── DATASET ROWS ──

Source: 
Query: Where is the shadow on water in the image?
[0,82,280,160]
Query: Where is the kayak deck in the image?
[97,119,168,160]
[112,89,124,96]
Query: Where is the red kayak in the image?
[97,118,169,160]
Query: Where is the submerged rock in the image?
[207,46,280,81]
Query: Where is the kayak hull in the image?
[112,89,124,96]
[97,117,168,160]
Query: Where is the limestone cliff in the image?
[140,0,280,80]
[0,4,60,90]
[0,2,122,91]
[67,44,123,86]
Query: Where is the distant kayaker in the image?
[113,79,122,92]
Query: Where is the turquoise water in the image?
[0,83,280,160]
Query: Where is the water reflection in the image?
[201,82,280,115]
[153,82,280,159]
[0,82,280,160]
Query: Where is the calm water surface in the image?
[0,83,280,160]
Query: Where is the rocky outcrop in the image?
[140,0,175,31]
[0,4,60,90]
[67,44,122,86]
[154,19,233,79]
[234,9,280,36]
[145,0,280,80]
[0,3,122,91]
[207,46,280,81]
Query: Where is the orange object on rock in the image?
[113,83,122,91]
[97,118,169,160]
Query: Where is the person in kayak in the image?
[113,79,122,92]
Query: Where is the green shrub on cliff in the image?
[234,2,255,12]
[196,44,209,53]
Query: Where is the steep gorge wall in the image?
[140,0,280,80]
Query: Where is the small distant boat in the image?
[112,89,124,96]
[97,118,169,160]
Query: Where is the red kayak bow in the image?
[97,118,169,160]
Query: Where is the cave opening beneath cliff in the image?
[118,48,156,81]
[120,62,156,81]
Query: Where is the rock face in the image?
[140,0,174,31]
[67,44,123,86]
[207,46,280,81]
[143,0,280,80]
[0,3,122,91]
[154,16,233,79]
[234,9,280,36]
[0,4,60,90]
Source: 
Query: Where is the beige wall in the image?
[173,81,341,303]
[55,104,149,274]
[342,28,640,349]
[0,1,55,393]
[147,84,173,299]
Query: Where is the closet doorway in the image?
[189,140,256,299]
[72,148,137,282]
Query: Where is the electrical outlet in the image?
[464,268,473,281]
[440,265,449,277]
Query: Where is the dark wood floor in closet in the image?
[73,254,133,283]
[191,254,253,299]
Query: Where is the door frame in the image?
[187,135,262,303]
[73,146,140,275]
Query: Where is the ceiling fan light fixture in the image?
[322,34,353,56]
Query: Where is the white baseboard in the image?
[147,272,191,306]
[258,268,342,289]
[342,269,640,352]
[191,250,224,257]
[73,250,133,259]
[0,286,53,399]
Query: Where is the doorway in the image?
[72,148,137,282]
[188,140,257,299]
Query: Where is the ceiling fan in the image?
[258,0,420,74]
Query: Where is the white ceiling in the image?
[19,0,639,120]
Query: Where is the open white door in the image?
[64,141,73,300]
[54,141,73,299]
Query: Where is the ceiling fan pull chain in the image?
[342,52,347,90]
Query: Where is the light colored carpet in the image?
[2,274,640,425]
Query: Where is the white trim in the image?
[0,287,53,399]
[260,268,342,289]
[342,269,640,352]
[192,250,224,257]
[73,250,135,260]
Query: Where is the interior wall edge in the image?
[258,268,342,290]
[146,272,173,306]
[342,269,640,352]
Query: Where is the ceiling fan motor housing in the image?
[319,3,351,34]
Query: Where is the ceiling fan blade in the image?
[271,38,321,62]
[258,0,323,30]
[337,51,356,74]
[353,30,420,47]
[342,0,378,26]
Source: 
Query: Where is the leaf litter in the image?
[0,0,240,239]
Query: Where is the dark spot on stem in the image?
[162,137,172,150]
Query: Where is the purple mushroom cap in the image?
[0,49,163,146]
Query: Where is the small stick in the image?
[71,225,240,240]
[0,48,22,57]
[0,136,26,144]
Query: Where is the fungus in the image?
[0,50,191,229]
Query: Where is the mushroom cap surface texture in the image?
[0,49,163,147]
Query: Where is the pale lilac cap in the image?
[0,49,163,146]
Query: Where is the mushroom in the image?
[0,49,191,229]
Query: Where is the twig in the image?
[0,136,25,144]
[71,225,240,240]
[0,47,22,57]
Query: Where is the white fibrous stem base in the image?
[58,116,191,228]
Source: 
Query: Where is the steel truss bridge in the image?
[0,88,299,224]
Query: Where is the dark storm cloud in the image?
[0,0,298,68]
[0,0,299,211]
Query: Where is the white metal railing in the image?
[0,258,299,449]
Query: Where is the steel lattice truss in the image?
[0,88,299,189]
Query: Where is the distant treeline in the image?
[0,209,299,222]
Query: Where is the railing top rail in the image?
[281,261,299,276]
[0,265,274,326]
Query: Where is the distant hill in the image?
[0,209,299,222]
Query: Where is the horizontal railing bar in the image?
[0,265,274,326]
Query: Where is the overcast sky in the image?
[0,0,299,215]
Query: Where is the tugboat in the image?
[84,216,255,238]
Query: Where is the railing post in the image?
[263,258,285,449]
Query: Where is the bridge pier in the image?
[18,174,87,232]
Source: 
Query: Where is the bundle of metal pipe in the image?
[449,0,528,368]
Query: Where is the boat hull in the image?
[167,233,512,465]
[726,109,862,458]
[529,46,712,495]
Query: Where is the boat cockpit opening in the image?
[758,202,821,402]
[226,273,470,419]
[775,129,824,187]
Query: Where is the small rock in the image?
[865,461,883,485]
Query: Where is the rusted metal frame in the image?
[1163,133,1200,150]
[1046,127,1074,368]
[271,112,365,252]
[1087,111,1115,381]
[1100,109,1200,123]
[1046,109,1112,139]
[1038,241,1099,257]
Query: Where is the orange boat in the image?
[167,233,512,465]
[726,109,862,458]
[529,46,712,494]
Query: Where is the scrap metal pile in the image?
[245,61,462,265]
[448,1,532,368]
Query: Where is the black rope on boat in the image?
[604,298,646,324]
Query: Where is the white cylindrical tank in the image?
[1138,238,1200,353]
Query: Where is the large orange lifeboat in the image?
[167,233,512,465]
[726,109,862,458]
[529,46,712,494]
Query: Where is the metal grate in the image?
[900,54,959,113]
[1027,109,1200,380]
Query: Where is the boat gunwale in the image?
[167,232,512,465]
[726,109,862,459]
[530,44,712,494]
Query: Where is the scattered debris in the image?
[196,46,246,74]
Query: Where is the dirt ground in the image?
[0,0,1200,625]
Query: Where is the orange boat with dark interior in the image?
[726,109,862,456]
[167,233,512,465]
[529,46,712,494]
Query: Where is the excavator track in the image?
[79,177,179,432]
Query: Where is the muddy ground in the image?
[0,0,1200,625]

───

**SHORT EXERCISE**:
Please render every line of the data above as a JSON list of strings, one string per line, with blank lines left out.

**PROBLEM SOLUTION**:
[
  "Source: ",
  "Query: Where is the shadow on water in the image?",
  "[0,82,280,160]",
  "Query: Where is the kayak deck in the image?",
  "[97,119,168,160]",
  "[112,89,124,96]",
  "Query: Where is the red kayak in the image?",
  "[97,118,169,160]",
  "Query: Where is the submerged rock in the image?",
  "[207,46,280,81]",
  "Query: Where is the kayak hull in the image?",
  "[112,89,124,96]",
  "[97,117,168,160]",
  "Query: Where is the limestone cliff in the image?",
  "[140,0,280,80]",
  "[0,4,60,90]",
  "[0,2,122,91]",
  "[67,44,123,86]",
  "Query: Where is the distant kayaker in the image?",
  "[113,79,122,92]",
  "Query: Where is the turquoise water in the image?",
  "[0,83,280,160]",
  "Query: Where is the water reflection in the image?",
  "[201,82,280,115]",
  "[153,82,280,159]",
  "[0,82,280,160]",
  "Query: Where is the calm water surface in the image?",
  "[0,83,280,160]",
  "Query: Where is the rocky outcrop in the image?",
  "[140,0,175,31]",
  "[0,4,60,90]",
  "[67,44,122,86]",
  "[154,19,233,79]",
  "[234,9,280,36]",
  "[145,0,280,80]",
  "[0,3,122,91]",
  "[207,46,280,81]",
  "Query: Where is the orange object on rock in the image?",
  "[113,83,122,91]",
  "[97,118,169,160]",
  "Query: Where is the person in kayak in the image?",
  "[113,79,122,92]",
  "Query: Where is the green shrub on cliff in the image?",
  "[234,2,255,12]",
  "[196,44,209,53]",
  "Query: Where is the steep gorge wall in the image?",
  "[140,0,280,80]",
  "Query: Where is the small distant boat in the image?",
  "[112,89,124,96]",
  "[97,118,169,160]",
  "Query: Where is the red kayak bow in the image?",
  "[97,118,169,160]",
  "Query: Where is the cave opening beneath cliff in the image?",
  "[118,48,156,81]",
  "[120,62,156,81]",
  "Query: Where is the rock face in the image?",
  "[140,0,174,31]",
  "[67,44,123,86]",
  "[207,46,280,81]",
  "[143,0,280,80]",
  "[0,3,122,91]",
  "[154,16,233,79]",
  "[234,9,280,36]",
  "[0,4,60,90]",
  "Source: ",
  "Query: Where is the beige wall in the image?",
  "[173,81,341,303]",
  "[55,104,149,274]",
  "[342,28,640,349]",
  "[0,1,55,393]",
  "[147,84,173,299]",
  "Query: Where is the closet doorway in the image?",
  "[189,140,256,299]",
  "[72,148,137,282]",
  "Query: Where is the electrical outlet in the image?",
  "[464,268,473,281]",
  "[440,265,449,277]",
  "Query: Where is the dark wood floor in closet in the image?",
  "[73,254,133,283]",
  "[191,254,253,299]",
  "Query: Where is the door frame in the image?",
  "[187,135,262,303]",
  "[73,146,140,275]",
  "Query: Where is the ceiling fan light fixture in the image?",
  "[322,34,353,56]",
  "Query: Where is the white baseboard in the image?",
  "[147,272,191,306]",
  "[258,268,342,289]",
  "[342,269,640,352]",
  "[191,250,224,257]",
  "[73,250,133,259]",
  "[0,286,53,399]",
  "Query: Where is the doorway in the image?",
  "[72,148,137,282]",
  "[188,140,257,299]",
  "Query: Where is the ceiling fan in the image?",
  "[258,0,420,74]",
  "Query: Where is the white ceiling in the image?",
  "[19,0,639,120]",
  "Query: Where is the open white door in the image?",
  "[64,141,73,300]",
  "[54,141,73,299]",
  "Query: Where is the ceiling fan pull chain in the image?",
  "[342,52,347,90]",
  "Query: Where is the light colored carpet in the image?",
  "[2,274,640,425]",
  "Query: Where is the white trim in the image?",
  "[0,287,53,399]",
  "[260,268,342,289]",
  "[342,269,640,352]",
  "[192,250,224,257]",
  "[73,250,135,260]",
  "Query: Where is the interior wall edge in the image?",
  "[258,268,342,290]",
  "[146,272,173,306]",
  "[342,269,640,352]",
  "Query: Where is the ceiling fan motor housing in the image?",
  "[319,3,351,34]",
  "Query: Where is the ceiling fan blade in the image?",
  "[271,38,321,62]",
  "[258,0,323,30]",
  "[337,51,356,74]",
  "[353,30,420,47]",
  "[342,0,378,26]",
  "Source: ",
  "Query: Where is the leaf litter in the image?",
  "[0,0,240,239]",
  "Query: Where is the dark spot on stem in the image?",
  "[162,137,172,150]",
  "Query: Where is the purple mushroom cap in the image?",
  "[0,49,163,146]",
  "Query: Where is the small stick in the image?",
  "[71,225,240,240]",
  "[0,48,22,57]",
  "[0,136,26,144]",
  "Query: Where is the fungus in the image?",
  "[0,50,191,229]",
  "Query: Where is the mushroom cap surface texture in the image?",
  "[0,49,163,147]",
  "Query: Where is the pale lilac cap in the image?",
  "[0,49,163,146]",
  "Query: Where is the mushroom in the image?",
  "[0,49,191,229]",
  "Query: Where is the twig in the image?",
  "[0,136,25,144]",
  "[71,225,240,240]",
  "[0,47,22,57]",
  "Query: Where is the white fibrous stem base in the image?",
  "[58,116,191,228]",
  "Source: ",
  "Query: Where is the steel truss bridge in the image?",
  "[0,88,299,224]",
  "Query: Where is the dark storm cloud in the image?",
  "[0,0,298,68]",
  "[0,0,299,211]",
  "Query: Where is the white metal railing in the image?",
  "[0,258,299,449]",
  "Query: Where is the steel lattice truss in the image?",
  "[0,88,299,189]",
  "Query: Where is the distant treeline in the image?",
  "[0,209,299,222]",
  "Query: Where is the railing top rail in the image?",
  "[281,261,299,276]",
  "[0,265,274,326]",
  "Query: Where is the distant hill in the image?",
  "[0,209,299,222]",
  "Query: Where is the horizontal railing bar in the image?",
  "[0,265,274,326]",
  "Query: Where is the overcast sky in the image?",
  "[0,0,299,215]",
  "Query: Where is the tugboat in the image?",
  "[84,216,255,238]",
  "Query: Where is the railing post in the image?",
  "[263,258,285,449]",
  "Query: Where is the bridge pier in the image?",
  "[18,174,87,232]",
  "Source: ",
  "Query: Where is the bundle of metal pipe in the image?",
  "[449,0,528,368]",
  "Query: Where is the boat hull in the image?",
  "[167,233,512,465]",
  "[726,109,862,458]",
  "[529,46,712,495]",
  "Query: Where is the boat cockpit opening in the image?",
  "[758,202,821,402]",
  "[226,273,470,419]",
  "[775,129,824,187]",
  "Query: Where is the small rock in the image?",
  "[865,461,883,485]",
  "Query: Where is the rusted metal frame in the image?",
  "[1163,133,1200,150]",
  "[1046,127,1074,368]",
  "[271,112,365,252]",
  "[1087,111,1115,381]",
  "[1100,109,1200,123]",
  "[1046,109,1112,139]",
  "[1038,241,1099,257]",
  "Query: Where is the orange boat in the image?",
  "[167,233,512,465]",
  "[726,109,862,458]",
  "[529,46,712,494]",
  "Query: Where is the scrap metal pile in the image?",
  "[245,61,462,265]",
  "[448,1,532,368]",
  "Query: Where is the black rope on boat in the image?",
  "[604,298,646,324]",
  "Query: Where is the white cylindrical tank in the image?",
  "[1138,238,1200,353]",
  "Query: Where is the large orange lifeboat in the image?",
  "[167,233,512,465]",
  "[726,109,862,458]",
  "[529,46,712,494]",
  "Query: Where is the metal grate in the image?",
  "[900,54,959,113]",
  "[1027,109,1200,380]",
  "Query: Where is the boat gunwale in the image?",
  "[167,232,512,465]",
  "[726,109,862,459]",
  "[530,44,712,494]",
  "Query: Where is the scattered debris in the image?",
  "[196,46,246,74]",
  "Query: Where is the dirt ground in the image?",
  "[0,0,1200,625]",
  "Query: Where is the orange boat with dark interior in the image?",
  "[726,109,862,456]",
  "[167,233,512,465]",
  "[529,46,712,494]",
  "Query: Where is the excavator track in the image?",
  "[79,177,179,432]",
  "Query: Where is the muddy ground in the image?",
  "[0,0,1200,625]"
]